**Provided data**
▶

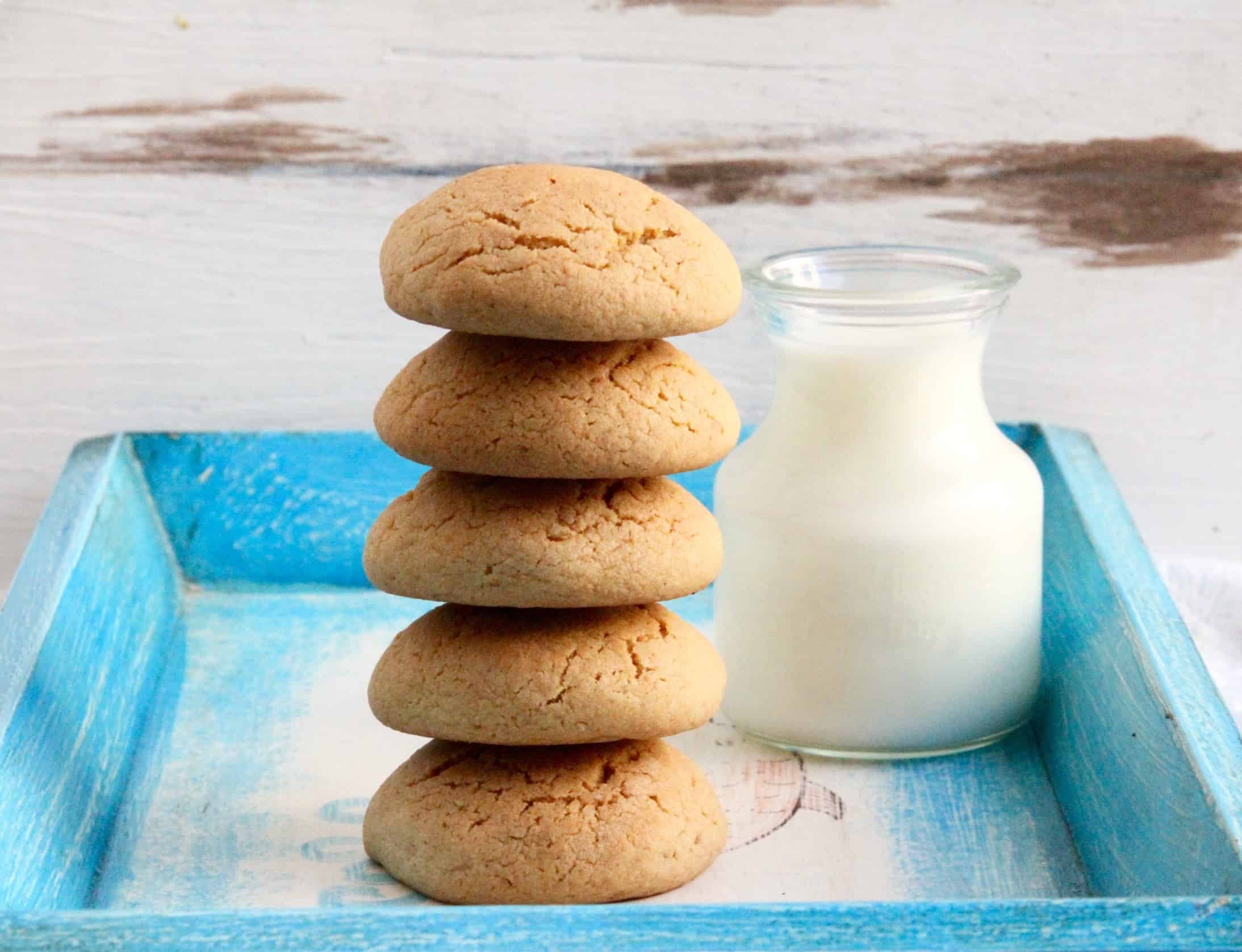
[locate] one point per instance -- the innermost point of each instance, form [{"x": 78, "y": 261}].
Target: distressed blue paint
[
  {"x": 48, "y": 565},
  {"x": 273, "y": 508},
  {"x": 66, "y": 755},
  {"x": 153, "y": 749},
  {"x": 1031, "y": 926},
  {"x": 97, "y": 601},
  {"x": 1143, "y": 755},
  {"x": 250, "y": 670},
  {"x": 986, "y": 822}
]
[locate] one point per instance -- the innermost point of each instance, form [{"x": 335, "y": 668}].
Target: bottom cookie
[{"x": 472, "y": 823}]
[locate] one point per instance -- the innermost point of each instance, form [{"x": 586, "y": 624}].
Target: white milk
[{"x": 882, "y": 577}]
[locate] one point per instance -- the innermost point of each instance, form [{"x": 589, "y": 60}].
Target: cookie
[
  {"x": 557, "y": 252},
  {"x": 543, "y": 543},
  {"x": 594, "y": 823},
  {"x": 547, "y": 676},
  {"x": 542, "y": 409}
]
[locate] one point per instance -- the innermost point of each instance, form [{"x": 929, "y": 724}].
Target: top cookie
[{"x": 557, "y": 252}]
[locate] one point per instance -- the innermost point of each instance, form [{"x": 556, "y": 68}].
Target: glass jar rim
[{"x": 959, "y": 282}]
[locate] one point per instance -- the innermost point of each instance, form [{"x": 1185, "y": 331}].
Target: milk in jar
[{"x": 881, "y": 593}]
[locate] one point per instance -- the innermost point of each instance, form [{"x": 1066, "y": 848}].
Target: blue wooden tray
[{"x": 187, "y": 750}]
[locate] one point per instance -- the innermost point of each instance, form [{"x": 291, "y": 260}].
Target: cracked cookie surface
[
  {"x": 542, "y": 409},
  {"x": 595, "y": 823},
  {"x": 557, "y": 252},
  {"x": 548, "y": 677},
  {"x": 543, "y": 543}
]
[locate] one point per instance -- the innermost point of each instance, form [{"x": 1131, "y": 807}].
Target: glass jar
[{"x": 881, "y": 594}]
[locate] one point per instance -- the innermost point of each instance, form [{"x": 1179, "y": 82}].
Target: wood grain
[{"x": 191, "y": 211}]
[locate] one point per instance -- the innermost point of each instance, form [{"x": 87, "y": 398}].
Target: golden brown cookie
[
  {"x": 557, "y": 252},
  {"x": 516, "y": 408},
  {"x": 595, "y": 823},
  {"x": 543, "y": 543},
  {"x": 569, "y": 676}
]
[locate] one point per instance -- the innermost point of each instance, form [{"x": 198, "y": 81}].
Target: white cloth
[{"x": 1209, "y": 595}]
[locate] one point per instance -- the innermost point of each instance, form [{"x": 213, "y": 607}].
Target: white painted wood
[{"x": 135, "y": 300}]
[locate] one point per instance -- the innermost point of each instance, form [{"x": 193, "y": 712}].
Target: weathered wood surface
[
  {"x": 191, "y": 202},
  {"x": 207, "y": 787}
]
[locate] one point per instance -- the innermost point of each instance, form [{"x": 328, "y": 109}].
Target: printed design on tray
[
  {"x": 760, "y": 787},
  {"x": 364, "y": 882}
]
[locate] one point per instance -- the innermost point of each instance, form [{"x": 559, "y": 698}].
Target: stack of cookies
[{"x": 550, "y": 414}]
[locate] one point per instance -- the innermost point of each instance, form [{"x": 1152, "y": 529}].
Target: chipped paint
[
  {"x": 246, "y": 101},
  {"x": 1166, "y": 200},
  {"x": 741, "y": 8}
]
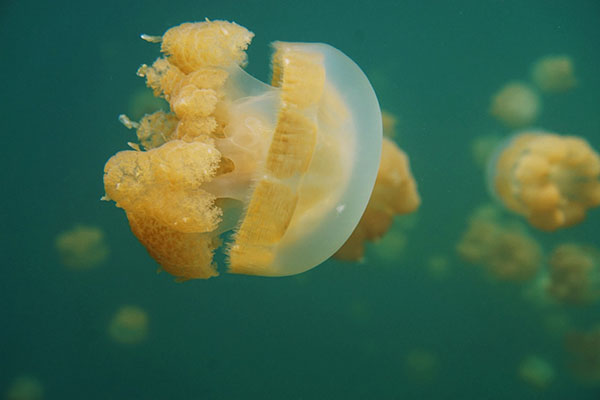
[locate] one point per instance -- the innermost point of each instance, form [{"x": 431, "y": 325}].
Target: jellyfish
[
  {"x": 395, "y": 193},
  {"x": 129, "y": 325},
  {"x": 583, "y": 347},
  {"x": 25, "y": 387},
  {"x": 82, "y": 247},
  {"x": 276, "y": 176},
  {"x": 551, "y": 180},
  {"x": 438, "y": 266},
  {"x": 389, "y": 122},
  {"x": 516, "y": 105},
  {"x": 503, "y": 248},
  {"x": 554, "y": 73},
  {"x": 574, "y": 274},
  {"x": 536, "y": 372},
  {"x": 144, "y": 102}
]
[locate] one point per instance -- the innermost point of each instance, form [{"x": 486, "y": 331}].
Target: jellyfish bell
[
  {"x": 515, "y": 105},
  {"x": 554, "y": 73},
  {"x": 287, "y": 167},
  {"x": 551, "y": 180}
]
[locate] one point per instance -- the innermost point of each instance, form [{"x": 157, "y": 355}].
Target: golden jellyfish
[
  {"x": 536, "y": 372},
  {"x": 129, "y": 325},
  {"x": 284, "y": 170},
  {"x": 516, "y": 105},
  {"x": 438, "y": 266},
  {"x": 395, "y": 193},
  {"x": 503, "y": 248},
  {"x": 574, "y": 274},
  {"x": 554, "y": 73},
  {"x": 82, "y": 247},
  {"x": 551, "y": 180},
  {"x": 389, "y": 123},
  {"x": 25, "y": 387},
  {"x": 584, "y": 350}
]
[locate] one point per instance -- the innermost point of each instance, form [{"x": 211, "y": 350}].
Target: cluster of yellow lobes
[
  {"x": 272, "y": 163},
  {"x": 550, "y": 179}
]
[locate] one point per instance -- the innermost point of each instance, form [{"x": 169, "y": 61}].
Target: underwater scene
[{"x": 301, "y": 200}]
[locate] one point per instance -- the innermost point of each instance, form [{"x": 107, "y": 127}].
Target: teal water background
[{"x": 339, "y": 330}]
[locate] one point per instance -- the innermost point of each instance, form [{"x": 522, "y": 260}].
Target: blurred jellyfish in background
[
  {"x": 574, "y": 274},
  {"x": 516, "y": 105},
  {"x": 438, "y": 266},
  {"x": 129, "y": 325},
  {"x": 25, "y": 387},
  {"x": 82, "y": 247},
  {"x": 286, "y": 168},
  {"x": 422, "y": 365},
  {"x": 554, "y": 73},
  {"x": 536, "y": 372},
  {"x": 551, "y": 180},
  {"x": 584, "y": 354},
  {"x": 502, "y": 247},
  {"x": 395, "y": 193},
  {"x": 483, "y": 147}
]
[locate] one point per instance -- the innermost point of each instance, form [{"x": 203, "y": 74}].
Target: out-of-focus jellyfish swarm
[
  {"x": 395, "y": 193},
  {"x": 82, "y": 247},
  {"x": 584, "y": 350},
  {"x": 438, "y": 266},
  {"x": 536, "y": 371},
  {"x": 25, "y": 387},
  {"x": 554, "y": 73},
  {"x": 288, "y": 167},
  {"x": 516, "y": 105},
  {"x": 503, "y": 248},
  {"x": 574, "y": 274},
  {"x": 549, "y": 179},
  {"x": 129, "y": 325}
]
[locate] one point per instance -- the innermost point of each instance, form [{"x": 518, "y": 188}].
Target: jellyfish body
[
  {"x": 287, "y": 167},
  {"x": 554, "y": 73},
  {"x": 516, "y": 105},
  {"x": 82, "y": 247},
  {"x": 501, "y": 247},
  {"x": 129, "y": 325},
  {"x": 550, "y": 179},
  {"x": 395, "y": 193},
  {"x": 536, "y": 372},
  {"x": 574, "y": 274}
]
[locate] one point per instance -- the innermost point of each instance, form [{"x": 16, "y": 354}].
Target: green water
[{"x": 339, "y": 330}]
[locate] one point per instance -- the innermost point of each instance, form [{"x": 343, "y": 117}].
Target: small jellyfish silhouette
[
  {"x": 82, "y": 247},
  {"x": 574, "y": 274},
  {"x": 395, "y": 193},
  {"x": 288, "y": 167},
  {"x": 502, "y": 247},
  {"x": 554, "y": 73},
  {"x": 536, "y": 372},
  {"x": 129, "y": 325},
  {"x": 516, "y": 105},
  {"x": 551, "y": 180}
]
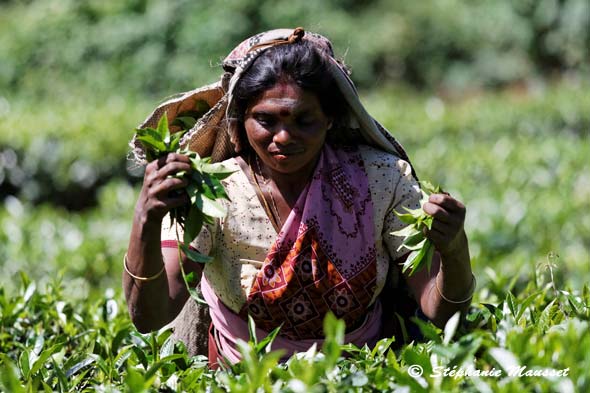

◀

**Prompt**
Count the lines in the material above that contain the string "milk", and reply with the number alone.

**Complete response**
2